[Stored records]
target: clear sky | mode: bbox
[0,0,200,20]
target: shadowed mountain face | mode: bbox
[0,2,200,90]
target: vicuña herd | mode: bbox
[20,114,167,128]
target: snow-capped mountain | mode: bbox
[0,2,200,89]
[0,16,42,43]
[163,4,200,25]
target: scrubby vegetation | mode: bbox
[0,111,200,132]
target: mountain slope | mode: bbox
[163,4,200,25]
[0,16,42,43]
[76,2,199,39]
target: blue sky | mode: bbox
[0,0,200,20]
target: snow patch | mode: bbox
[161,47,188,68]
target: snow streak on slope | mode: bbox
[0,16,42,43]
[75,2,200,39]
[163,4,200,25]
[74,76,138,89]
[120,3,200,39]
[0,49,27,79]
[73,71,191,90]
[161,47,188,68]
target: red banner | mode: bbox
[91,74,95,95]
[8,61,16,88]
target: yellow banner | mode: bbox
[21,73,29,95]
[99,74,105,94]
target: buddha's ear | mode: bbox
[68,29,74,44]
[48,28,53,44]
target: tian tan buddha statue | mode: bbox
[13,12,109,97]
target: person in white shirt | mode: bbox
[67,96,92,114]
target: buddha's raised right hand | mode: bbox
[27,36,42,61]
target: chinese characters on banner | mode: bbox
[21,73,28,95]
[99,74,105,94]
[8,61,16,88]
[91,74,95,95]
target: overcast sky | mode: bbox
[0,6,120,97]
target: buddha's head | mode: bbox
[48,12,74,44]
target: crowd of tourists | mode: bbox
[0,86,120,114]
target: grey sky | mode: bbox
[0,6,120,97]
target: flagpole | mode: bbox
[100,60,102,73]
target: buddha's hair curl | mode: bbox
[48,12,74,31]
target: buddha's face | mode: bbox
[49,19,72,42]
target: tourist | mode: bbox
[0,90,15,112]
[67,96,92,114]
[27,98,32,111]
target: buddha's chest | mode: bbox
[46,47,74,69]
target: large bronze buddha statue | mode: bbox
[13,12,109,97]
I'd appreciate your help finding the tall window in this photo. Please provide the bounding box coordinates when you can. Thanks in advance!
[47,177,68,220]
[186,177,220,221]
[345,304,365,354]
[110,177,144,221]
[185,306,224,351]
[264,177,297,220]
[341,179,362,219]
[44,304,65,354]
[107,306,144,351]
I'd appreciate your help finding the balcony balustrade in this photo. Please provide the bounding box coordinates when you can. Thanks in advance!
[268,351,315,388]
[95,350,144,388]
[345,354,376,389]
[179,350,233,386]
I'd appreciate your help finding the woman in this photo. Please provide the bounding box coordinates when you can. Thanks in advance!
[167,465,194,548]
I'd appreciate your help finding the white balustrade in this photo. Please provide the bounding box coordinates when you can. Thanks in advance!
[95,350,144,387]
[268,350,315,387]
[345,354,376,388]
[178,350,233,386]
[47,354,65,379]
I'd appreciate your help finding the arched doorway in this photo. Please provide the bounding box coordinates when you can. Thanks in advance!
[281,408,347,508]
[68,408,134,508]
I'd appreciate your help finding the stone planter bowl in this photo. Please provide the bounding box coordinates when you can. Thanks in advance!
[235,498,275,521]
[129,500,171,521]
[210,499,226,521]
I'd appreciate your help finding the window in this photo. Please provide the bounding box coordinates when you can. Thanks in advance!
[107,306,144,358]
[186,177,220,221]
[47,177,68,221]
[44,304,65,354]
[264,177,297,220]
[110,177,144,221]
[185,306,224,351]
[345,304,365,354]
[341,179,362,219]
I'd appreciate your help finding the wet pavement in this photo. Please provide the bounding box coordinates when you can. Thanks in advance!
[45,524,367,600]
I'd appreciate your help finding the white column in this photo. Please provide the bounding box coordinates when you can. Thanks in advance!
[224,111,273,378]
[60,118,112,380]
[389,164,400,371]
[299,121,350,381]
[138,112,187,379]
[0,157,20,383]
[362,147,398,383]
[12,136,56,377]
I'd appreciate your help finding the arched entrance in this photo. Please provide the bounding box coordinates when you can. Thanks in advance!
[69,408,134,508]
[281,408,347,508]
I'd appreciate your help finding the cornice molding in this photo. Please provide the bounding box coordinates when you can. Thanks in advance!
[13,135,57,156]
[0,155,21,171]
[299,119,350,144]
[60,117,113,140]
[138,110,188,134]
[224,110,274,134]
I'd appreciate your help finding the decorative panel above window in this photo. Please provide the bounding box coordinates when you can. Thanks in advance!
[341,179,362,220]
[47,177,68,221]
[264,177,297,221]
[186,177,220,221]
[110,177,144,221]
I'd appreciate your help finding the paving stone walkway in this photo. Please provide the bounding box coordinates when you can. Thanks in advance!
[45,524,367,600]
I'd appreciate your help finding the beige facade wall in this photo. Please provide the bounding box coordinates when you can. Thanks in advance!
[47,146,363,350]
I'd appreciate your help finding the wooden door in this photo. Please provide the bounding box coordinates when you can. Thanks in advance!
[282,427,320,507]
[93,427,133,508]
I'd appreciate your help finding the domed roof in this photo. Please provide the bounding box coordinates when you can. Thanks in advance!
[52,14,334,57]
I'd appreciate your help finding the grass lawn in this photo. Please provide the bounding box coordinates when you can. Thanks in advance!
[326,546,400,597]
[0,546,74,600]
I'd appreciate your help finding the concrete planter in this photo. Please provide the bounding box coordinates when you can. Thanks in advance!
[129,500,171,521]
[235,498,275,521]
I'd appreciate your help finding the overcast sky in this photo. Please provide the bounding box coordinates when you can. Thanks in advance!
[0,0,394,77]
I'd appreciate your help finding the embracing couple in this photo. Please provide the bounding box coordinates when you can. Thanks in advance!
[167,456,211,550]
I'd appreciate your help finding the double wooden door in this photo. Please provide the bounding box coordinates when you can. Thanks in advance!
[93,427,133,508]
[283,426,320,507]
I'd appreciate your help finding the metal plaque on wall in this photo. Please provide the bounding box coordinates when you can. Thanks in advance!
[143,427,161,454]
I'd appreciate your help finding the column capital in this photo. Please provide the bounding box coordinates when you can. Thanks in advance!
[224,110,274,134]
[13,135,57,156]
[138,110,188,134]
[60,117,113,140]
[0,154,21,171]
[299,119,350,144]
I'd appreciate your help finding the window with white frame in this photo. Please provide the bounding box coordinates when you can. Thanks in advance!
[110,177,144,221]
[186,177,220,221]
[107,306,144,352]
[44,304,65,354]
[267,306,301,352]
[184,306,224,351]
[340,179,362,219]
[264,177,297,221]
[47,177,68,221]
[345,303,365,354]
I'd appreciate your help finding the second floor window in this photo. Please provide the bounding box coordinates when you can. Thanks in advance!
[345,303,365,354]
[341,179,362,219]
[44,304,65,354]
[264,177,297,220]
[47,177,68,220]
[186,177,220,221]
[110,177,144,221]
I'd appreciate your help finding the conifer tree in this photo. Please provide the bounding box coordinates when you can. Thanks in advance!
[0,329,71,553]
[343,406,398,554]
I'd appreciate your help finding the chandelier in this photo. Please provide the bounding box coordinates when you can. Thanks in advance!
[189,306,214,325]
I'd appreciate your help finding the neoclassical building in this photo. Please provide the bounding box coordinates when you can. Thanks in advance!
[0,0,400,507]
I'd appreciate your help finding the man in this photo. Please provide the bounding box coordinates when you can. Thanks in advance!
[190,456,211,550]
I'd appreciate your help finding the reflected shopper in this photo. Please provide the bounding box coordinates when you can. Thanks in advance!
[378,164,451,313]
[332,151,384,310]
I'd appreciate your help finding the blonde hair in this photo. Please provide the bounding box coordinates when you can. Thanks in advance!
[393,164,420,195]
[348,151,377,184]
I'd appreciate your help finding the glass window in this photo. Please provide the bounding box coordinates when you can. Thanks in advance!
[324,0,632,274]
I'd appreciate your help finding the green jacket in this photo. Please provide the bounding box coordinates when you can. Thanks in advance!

(Exercise): Reproduce the stretch of lines from the one containing "I'd appreciate your help finding the white balustrade" through the one containing "[68,408,134,508]", keeping the requests unchanged. Scale every bounding box coordinate in the answers by 2.05, rounding each result to a whole number with halves going up.

(In response):
I'd appreciate your help finding the white balustrade in this photo. Please provide the bounding box coordinates when you can. Thanks in advance!
[195,718,295,793]
[549,718,646,793]
[707,726,771,795]
[365,718,478,791]
[96,726,133,777]
I'd appreciate your help finding the arched doorway in this photo. Please provide the bounding box coordinates when you can. Thanks in advance!
[576,836,711,1041]
[139,836,275,1041]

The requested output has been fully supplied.